== URAIAN TUGAS ==
Kumpulkan semua baris data di bawah ini yang memuat kata "green".

[Butir identifikasi lokasi]

▼▼▼

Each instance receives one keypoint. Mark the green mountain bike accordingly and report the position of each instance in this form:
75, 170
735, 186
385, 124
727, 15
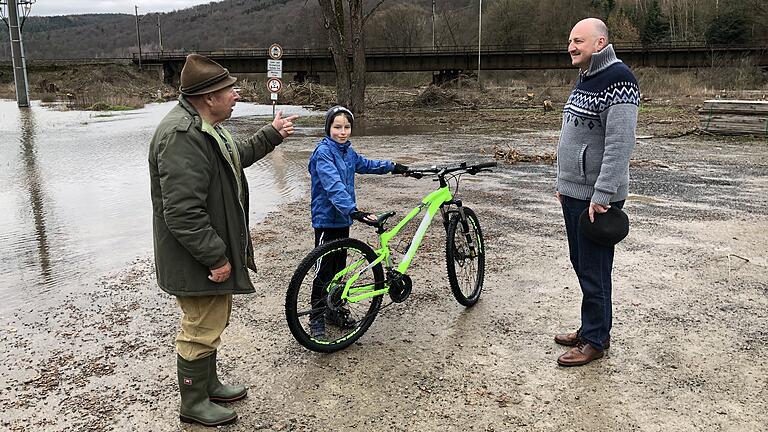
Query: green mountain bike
329, 313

▲▲▲

== JAWABAN TERTULIS ==
Each instance receives one keypoint. Mark the green mountain bike accordingly and report the position of each instance in this form:
Query: green mountain bike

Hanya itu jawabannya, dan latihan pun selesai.